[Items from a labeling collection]
- - -

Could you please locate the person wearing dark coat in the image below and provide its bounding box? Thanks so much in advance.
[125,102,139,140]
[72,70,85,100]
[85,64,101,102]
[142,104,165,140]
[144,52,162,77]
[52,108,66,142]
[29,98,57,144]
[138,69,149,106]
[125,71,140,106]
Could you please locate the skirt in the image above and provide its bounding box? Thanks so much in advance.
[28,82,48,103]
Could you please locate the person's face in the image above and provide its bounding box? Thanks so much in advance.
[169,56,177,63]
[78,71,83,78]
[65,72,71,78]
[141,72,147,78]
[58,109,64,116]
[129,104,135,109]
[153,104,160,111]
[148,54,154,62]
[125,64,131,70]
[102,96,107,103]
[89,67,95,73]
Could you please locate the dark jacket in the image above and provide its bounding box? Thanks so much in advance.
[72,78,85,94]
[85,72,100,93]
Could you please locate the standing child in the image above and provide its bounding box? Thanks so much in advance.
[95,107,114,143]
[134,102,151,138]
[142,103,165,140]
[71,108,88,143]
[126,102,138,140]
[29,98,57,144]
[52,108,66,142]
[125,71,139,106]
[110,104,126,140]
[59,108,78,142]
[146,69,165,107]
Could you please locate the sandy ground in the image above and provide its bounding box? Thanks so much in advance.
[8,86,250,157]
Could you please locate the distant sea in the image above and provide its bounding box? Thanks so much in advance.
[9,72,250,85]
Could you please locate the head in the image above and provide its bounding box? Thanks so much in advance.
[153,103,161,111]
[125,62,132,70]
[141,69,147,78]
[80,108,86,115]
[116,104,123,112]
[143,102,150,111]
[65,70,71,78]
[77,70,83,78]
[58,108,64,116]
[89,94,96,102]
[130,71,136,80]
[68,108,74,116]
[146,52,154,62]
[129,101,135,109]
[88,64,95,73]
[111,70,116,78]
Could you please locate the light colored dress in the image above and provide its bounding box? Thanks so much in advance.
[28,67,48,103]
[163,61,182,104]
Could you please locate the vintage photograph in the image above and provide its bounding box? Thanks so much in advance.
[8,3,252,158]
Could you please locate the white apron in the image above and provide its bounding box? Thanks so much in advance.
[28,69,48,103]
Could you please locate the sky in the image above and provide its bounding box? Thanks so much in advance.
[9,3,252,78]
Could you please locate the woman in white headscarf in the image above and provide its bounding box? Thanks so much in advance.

- - -

Can you duplicate, word for word, the lines of the data above, starting at the line that contains "Could you please locate the dark" and ending at the line that contains "[85,72,100,93]"?

• _EXERCISE RESPONSE_
Could you please locate the dark jacket in the image above and provide its bounding box? Thanks so much in advance.
[72,78,85,94]
[85,72,100,93]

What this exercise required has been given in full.